_Probleemstelling A:_
Beantwoord op basis van het fragment over de aanslag inkomstenbelasting de volgende vragen:
(i) Wie draagt volgens punt 4.5 de bewijslast voor de herziene aangifte?
(ii) Van welk bedrag naar welk bedrag werd het fictief rendement in de herziene aangifte verlaagd?
(iii) Wat meent de Inspecteur volgens punt 4.7 over het genoten bedrag aan pensioen en AOV?
_Probleemstelling B:_ Geef het vervolg van het fragment over de aanslag inkomstenbelasting, aansluitend op de laatste zin.

_Documentfragment:_
==================================================

Aanslag inkomstenbelasting
4.5
Een redelijke verdeling van de bewijslast brengt mee dat belanghebbende, die een herziene aangifte heeft ingediend, daarvan de bewijslast draagt. Dit betekent dat belanghebbende aannemelijk moet maken dat de bedragen genoemd in de herziene aangifte, voor zover zij afwijken van de bedragen uit de oorspronkelijke aangifte, juist zijn.
4.6
Naar het oordeel van het Gerecht heeft belanghebbende niet aan zijn bewijslast voldaan. Belanghebbende heeft geen enkel stuk overgelegd ter onderbouwing van de verschillen met de oorspronkelijke aangifte. Zo heeft belanghebbende tegenover de betwisting van de Inspecteur geen begin van bewijs geleverd van de verlaging in de herziene aangifte van het fictief rendement van NAf 42.289 naar NAf 6.742. Ook van de rente- en dividend-buitenland en de daarop betrekking hebbende kosten is geen bewijs geleverd. Gelet op het voorgaande heeft belanghebbende niet aannemelijk gemaakt dat het belastbaar inkomen NAf 222.352 dient te zijn en dat aftrek ter voorkoming van dubbele belasting dient te worden verleend.
4.7
De Inspecteur heeft in de regel de bewijslast voor de feiten die tot een verhoging van de verschuldigde belasting leiden. Voor het onderhavige geval betekent dit dat de Inspecteur, die meent dat een hoger bedrag aan pensioen en AOV is genoten dan is vermeld in de aangifte, daarvan de bewijslast draagt.

==================================================

_Inhoud dataset:_
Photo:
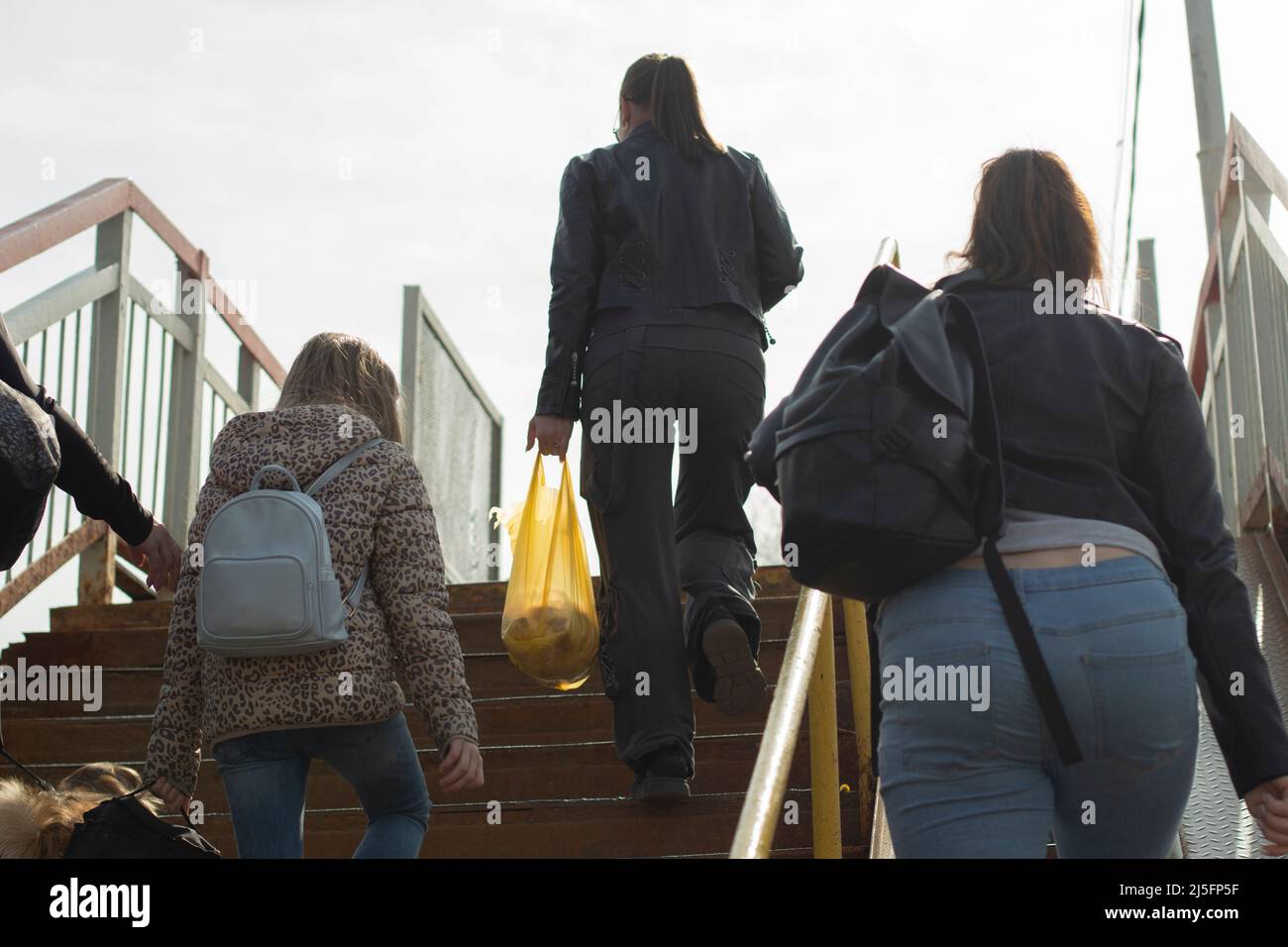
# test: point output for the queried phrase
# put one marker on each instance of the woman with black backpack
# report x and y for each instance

==================================================

_Antwoord opgave A:_
(i) De belanghebbende, die de herziene aangifte heeft ingediend.
(ii) Van NAf 42.289 naar NAf 6.742.
(iii) Dat er een hoger bedrag aan pensioen en AOV is genoten dan in de aangifte is vermeld.

_Antwoord opgave B:_
4.8
De Inspecteur heeft ter onderbouwing van zijn standpunt dat een totaalbedrag aan pensioen en AOV van NAf 224.376 is genoten twee loonbelastingkaarten overgelegd. Op de loonbelastingkaarten is vermeld dat belanghebbende een uitkering van de sociale verzekeringsbank van NAf 8.294 en een uitkering van het directiepensioenfonds van NAf 216.082 heeft genoten. Dit is een totaal genoten pensioen en AOV van NAf 224.376 (NAf 8.294 + NAf 216.082).
4.9
Naar het oordeel van het Gerecht heeft de Inspecteur, met de overlegging van de loonbelastingkaarten, aannemelijk gemaakt dat belanghebbende een bedrag aan looninkomsten (uit vroegere arbeid) heeft genoten van NAf 224.376.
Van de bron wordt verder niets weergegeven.